» WHAT IS BEING ASKED: Please give back word for word the lines of the material below between the line containing "box: [331, 292, 566, 372]" and the line containing "positive clicks: (447, 299) (471, 311)", inclusive.

» THE INPUT:
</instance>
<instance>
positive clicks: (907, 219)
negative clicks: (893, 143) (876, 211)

--

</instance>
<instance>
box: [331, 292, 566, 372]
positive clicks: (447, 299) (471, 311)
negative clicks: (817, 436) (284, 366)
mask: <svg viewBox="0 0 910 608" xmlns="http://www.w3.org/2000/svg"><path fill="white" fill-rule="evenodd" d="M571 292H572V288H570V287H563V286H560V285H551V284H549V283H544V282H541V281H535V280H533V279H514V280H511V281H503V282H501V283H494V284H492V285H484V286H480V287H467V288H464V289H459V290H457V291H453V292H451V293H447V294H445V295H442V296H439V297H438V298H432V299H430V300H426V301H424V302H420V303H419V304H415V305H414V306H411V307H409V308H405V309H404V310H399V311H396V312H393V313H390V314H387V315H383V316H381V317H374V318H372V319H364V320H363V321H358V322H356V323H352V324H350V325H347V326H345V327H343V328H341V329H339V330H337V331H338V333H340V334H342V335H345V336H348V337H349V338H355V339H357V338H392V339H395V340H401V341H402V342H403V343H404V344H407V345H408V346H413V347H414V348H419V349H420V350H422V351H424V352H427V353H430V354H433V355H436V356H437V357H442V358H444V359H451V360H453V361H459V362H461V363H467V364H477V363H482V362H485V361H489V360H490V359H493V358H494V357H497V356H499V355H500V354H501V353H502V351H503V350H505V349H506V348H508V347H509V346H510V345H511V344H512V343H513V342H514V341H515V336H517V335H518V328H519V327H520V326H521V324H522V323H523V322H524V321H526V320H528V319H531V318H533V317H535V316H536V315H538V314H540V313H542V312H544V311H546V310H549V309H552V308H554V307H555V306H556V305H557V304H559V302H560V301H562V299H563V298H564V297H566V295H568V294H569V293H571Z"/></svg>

» REPLY TO THE TASK:
box: [331, 292, 566, 372]
positive clicks: (447, 299) (471, 311)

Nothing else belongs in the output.